What this task involves: Each entry needs to be copied exactly, with nothing left out.
- - -
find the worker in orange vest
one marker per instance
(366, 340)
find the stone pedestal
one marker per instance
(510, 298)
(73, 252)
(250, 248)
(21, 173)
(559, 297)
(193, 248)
- - -
Response area:
find the worker in orange vest
one marker per instance
(366, 340)
find the stone pedestal
one marker per instance
(510, 298)
(73, 252)
(250, 248)
(21, 173)
(559, 297)
(193, 248)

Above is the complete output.